Texto
╭──
Quais as perspectivas para o futuro da Saúde no Brasil no horizonte dos próximos 20 anos? Como mobilizar a sociedade pelo Sistema Único de Saúde (SUS)? As questões são abordadas pelo coordenador executivo da rede Brasil Saúde Amanhã, o pesquisador José Carvalho de Noronha, em entrevista concedida ao Observatório de Análise Política em Saúde (OAPS). Além de apresentar um retrospecto do trabalho desenvolvido pela rede Brasil Saúde Amanhã e adiantar os próximos passos da iniciativa, Noronha critica a proposta da Organização Mundial de Saúde (OMS) para “Cobertura Universal em Saúde”. “Com esta proposta, a OMS vinculou ‘cobertura’ basicamente à questão quase exclusiva do financiamento de ‘gastos catastróficos’ e ‘gasto do próprio bolso’, desprezando as questões de equidade e de acesso e uso efetivos”, sintetiza.

A iniciativa Brasil Saúde Amanhã tem como objetivo prospectar estrategicamente o futuro do sistema de saúde brasileiro. Em que etapa o projeto se encontra?

A iniciativa Brasil Saúde Amanhã teve início em 2010, a partir da constatação da inexistência ou escassez de esforços brasileiros no sentido de explorar os horizontes de médio e longo prazo para a formulação e definição das políticas sociais. Entre as poucas exceções, estão as estimativas de compromissos de benefícios previdenciários. No campo da Saúde, de maneira segmentada e no setor privado, a prospecção de horizontes tem sido empregada de forma sistemática há bastante tempo pela indústria farmacêutica e, mais recentemente, pela indústria de equipamentos e materiais para cuidados de saúde. Neste contexto, em uma primeira etapa, foram percorridos os temas mais relevantes para o desenho de horizontes futuros do sistema de prestação de cuidados à saúde no Brasil. O produto desse esforço resultou no livro “A Saúde no Brasil em 2030: Diretrizes para a Prospecção Estratégica do Sistema de Saúde Brasileiro”, publicado pela Fiocruz em versão resumida em maio de 2012 e em cinco volumes com a íntegra dos estudos em 2013. As publicações foram incorporadas à base Scielo Livros, em acesso aberto, e estão disponíveis neste portal, na seção Publicações.
╰──
Entradas do conjunto de dados:
╭──
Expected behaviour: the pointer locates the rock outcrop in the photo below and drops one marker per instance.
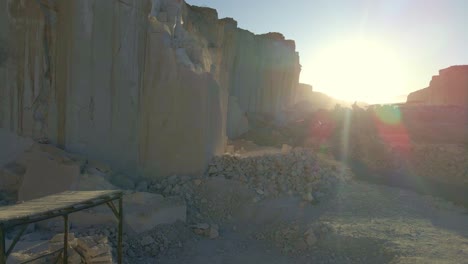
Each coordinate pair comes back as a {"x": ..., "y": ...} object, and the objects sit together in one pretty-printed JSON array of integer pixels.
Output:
[
  {"x": 450, "y": 87},
  {"x": 142, "y": 85}
]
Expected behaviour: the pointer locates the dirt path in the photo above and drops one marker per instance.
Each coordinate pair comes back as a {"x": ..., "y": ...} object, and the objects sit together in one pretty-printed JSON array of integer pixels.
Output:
[{"x": 366, "y": 224}]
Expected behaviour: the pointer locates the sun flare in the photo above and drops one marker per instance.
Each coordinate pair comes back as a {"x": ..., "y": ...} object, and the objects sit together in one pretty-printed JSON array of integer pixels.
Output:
[{"x": 360, "y": 70}]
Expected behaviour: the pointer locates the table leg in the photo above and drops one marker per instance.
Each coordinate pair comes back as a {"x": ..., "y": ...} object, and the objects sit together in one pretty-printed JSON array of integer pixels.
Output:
[
  {"x": 65, "y": 239},
  {"x": 2, "y": 246},
  {"x": 119, "y": 245}
]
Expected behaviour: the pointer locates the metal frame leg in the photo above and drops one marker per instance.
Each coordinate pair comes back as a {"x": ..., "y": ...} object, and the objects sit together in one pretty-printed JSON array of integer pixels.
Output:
[
  {"x": 65, "y": 239},
  {"x": 2, "y": 246},
  {"x": 119, "y": 243}
]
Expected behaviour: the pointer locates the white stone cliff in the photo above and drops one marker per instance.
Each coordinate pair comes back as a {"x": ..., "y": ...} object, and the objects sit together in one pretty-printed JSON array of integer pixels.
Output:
[{"x": 142, "y": 84}]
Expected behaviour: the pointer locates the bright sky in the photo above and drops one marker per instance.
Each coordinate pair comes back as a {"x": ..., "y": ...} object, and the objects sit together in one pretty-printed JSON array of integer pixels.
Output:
[{"x": 367, "y": 50}]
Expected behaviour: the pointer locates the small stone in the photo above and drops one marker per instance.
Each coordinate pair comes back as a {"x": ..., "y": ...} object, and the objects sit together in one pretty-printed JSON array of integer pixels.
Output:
[
  {"x": 142, "y": 186},
  {"x": 202, "y": 226},
  {"x": 213, "y": 232},
  {"x": 310, "y": 238},
  {"x": 147, "y": 240},
  {"x": 308, "y": 197},
  {"x": 197, "y": 182}
]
╰──
Instruções
[A] Segundo a entrevista sobre a rede Brasil Saúde Amanhã, em que ano a iniciativa começou?
[B] Quais são todas as siglas que aparecem entre parênteses na entrevista sobre a rede Brasil Saúde Amanhã? Dê cada uma com o nome por extenso.
[C] Escreva a continuação da entrevista sobre a rede Brasil Saúde Amanhã a partir do ponto em que ela para.

Respostas
[A] Em 2010.

[B]
SUS: Sistema Único de Saúde
OAPS: Observatório de Análise Política em Saúde
OMS: Organização Mundial de Saúde

[C]
Atualmente, encontram-se em fase final para publicação pela Editora Fiocruz os estudos da segunda etapa do projeto. Os primeiros resultados já podem ser acessados neste portal, sob a forma de Textos para Discussão. Nesta segunda rodada, foram revistos os cenários macroeconômicos e aprofundados o exame do financiamento setorial, com uma exploração ampliada do espaço fiscal, e o estudo demográfico, combinado com um exame das “centralidades” territoriais para a Saúde. No campo do acesso aos serviços de saúde, foram percorridos a distribuição espacial dos recursos físicos e os fluxos de internações e procedimentos de alta complexidade, com a identificação de suas áreas e populações de referência. Exploramos com mais profundidade as estimativas futuras para a força de trabalho em Medicina, Enfermagem e Odontologia, bem como as respectivas capacidades de formação. Na área do Complexo Econômico Industrial da Saúde, retomamos as identificações de nichos e diretrizes na área de fármacos, produtos biológicos, equipamentos e materiais e iniciamos a explicitação conceitual da questão de “segurança sanitária” na produção de insumos para a Saúde.

Para o próximo biênio, pretendemos consolidar o portal Saúde Amanhã como ferramenta estratégica de disseminação de informação para o planejamento prospectivo em Saúde e como instrumento para articulação de parcerias com órgãos do governo, universidades, centros de pesquisa, conformando a Rede de Prospecção, Risco Público e Gestão Estratégica em Saúde. Entre as atividades previstas estão a realização de oficinas de trabalho para aprofundar as metodologias para a prospecção estratégica do setor, explorar em mais detalhes a questão dos biofármacos e produtos biológicos para a saúde e as mudanças do perfil profissional, em decorrência da reorganização do modelo de atenção à saúde em redes integradas de cuidados. Seminários abertos para aprofundamento do exercício prospectivo estão previstos nos campos da organização da atenção à saúde; espaço fiscal e financiamento setorial; e saúde e desenvolvimento sustentável. Também estão planejados quatro novos estudos: prioridades de investimentos em saúde; cuidados prolongados e paliativos; projeção de necessidades de especialistas para cuidados de alta complexidade; e estratificação demográfica e epidemiológica com base social e territorial.

Quais os princípios e métodos de trabalho aplicados nesta trajetória?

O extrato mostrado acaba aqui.